* Text section *
Sharks have navigated marine environments for hundreds of millions of years, predating dinosaurs. These ancient predators embody a long evolutionary history and play a foundational role in ocean health. However, they now face unprecedented threats, leading to a dramatic global population decline.
Human Fishing Practices
Unsustainable fishing practices represent a significant pressure on shark populations worldwide. Targeted fishing, driven by demand for shark fins, meat, and liver oil, employs methods such as longlines, gillnets, and trawls.
A more widespread problem is incidental bycatch, where sharks are unintentionally caught in fishing gear aimed at other species. Pelagic longline fisheries, for instance, frequently catch sharks, with over 20 million pelagic sharks estimated killed annually as bycatch. Many sharks caught as bycatch die either during capture or after release.
Sharks possess biological traits that make them particularly susceptible to overexploitation. Many species exhibit slow growth rates, reach sexual maturity at a late age, and produce relatively few offspring. This means populations struggle to rebound quickly after depletion. Since 1970, the global abundance of oceanic sharks and rays has declined by over 70%, primarily due to increased fishing pressure. This decline coincides with a doubling of global fishing pressure and a tripling of shark and ray catches during the same period.
Habitat Alteration and Pollution
Physical destruction and degradation of marine habitats pose a substantial threat to shark populations. Coastal development, including residential construction and shipping, directly impacts crucial shark habitats such as coral reefs, mangrove forests, and seagrass beds. These areas serve as vital nursery grounds, feeding sites, and refuges for many shark species, particularly juveniles. Dredging, often associated with coastal development, can also negatively affect young sharks by altering their environment.

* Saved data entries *
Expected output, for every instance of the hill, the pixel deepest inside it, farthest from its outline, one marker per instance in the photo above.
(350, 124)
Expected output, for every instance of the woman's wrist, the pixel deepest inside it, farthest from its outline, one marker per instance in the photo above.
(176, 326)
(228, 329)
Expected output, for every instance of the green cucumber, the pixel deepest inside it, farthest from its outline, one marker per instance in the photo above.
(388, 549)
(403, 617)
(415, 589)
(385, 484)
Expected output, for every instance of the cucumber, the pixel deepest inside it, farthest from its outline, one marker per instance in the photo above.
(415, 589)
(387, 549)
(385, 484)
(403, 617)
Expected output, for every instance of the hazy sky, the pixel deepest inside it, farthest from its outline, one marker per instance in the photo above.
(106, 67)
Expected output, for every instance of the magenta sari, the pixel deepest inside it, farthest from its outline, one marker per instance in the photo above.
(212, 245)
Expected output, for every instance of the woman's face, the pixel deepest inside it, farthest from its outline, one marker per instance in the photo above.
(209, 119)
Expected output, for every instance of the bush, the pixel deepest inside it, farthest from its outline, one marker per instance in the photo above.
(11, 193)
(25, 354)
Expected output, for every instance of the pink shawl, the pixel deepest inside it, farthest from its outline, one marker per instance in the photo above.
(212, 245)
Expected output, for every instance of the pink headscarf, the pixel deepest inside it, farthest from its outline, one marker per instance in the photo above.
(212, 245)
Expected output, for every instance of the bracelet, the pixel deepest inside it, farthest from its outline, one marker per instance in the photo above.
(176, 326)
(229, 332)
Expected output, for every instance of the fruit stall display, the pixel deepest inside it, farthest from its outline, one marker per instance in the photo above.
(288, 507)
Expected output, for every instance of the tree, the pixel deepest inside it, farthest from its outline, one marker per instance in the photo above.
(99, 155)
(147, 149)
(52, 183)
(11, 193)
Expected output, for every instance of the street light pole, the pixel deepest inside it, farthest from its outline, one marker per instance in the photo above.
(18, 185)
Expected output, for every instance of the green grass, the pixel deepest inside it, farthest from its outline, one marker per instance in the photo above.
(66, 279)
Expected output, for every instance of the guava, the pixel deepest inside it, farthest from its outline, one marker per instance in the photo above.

* Required actions *
[A] Answer these from the text on threats to sharks:
(i) Which three methods does targeted shark fishing employ?
(ii) By how much has the global abundance of oceanic sharks and rays declined since 1970?
(iii) Which three shark habitats does coastal development directly impact?
[B] Go on with the text on threats to sharks, starting right after its final sentence.

* Answers to each task *
[A]
(i) Longlines, gillnets, and trawls.
(ii) By over 70%.
(iii) Coral reefs, mangrove forests, and seagrass beds.

[B]
Various forms of pollution further compromise shark health. Plastic waste impacts sharks through entanglement and ingestion; discarded fishing gear (“ghost nets”) is a major source of entanglement. Ingested plastics can block digestive tracts or leach chemical pollutants.
Filter-feeding sharks, such as whale sharks, are especially vulnerable to ingesting microplastics. Chemical pollutants like heavy metals and pesticides accumulate in shark tissues through bioaccumulation and biomagnification. As apex predators, sharks are prone to higher concentrations of these toxins, which can transfer to developing pups. Noise pollution from human activities, like shipping, can also disrupt shark behavior and migration patterns.
Climate-Driven Environmental Shifts
Global climate change introduces environmental shifts that stress shark populations. Ocean warming directly affects shark physiology, metabolism, and the distribution of their prey. Many shark species are highly migratory, and rising ocean temperatures are altering their traditional migration patterns, causing them to shift geographic ranges poleward. These shifts can lead to sharks moving outside protected areas, increasing their vulnerability to fishing. Changes in ocean temperature also influence prey distribution and availability, forcing sharks to adapt or face food scarcity.
Ocean acidification, caused by the absorption of increased atmospheric carbon dioxide into seawater, can damage shark physiology by altering their blood chemistry and potentially affecting their neurological functions. Increased acidity can impair sharks’ ability to track prey by odor, a crucial sensory mechanism for hunting. There is also evidence suggesting that ocean acidification can corrode shark denticles, potentially impacting their swimming efficiency. While some research suggests sharks might adapt their teeth to resist acidification, the overall impact on their feeding and survival remains a concern.
Rising sea levels further alter coastal habitats. These changes can degrade or inundate critical shallow-water areas that many shark species rely on for nurseries and feeding grounds. This reduces the availability of safe and productive spaces for young sharks to grow.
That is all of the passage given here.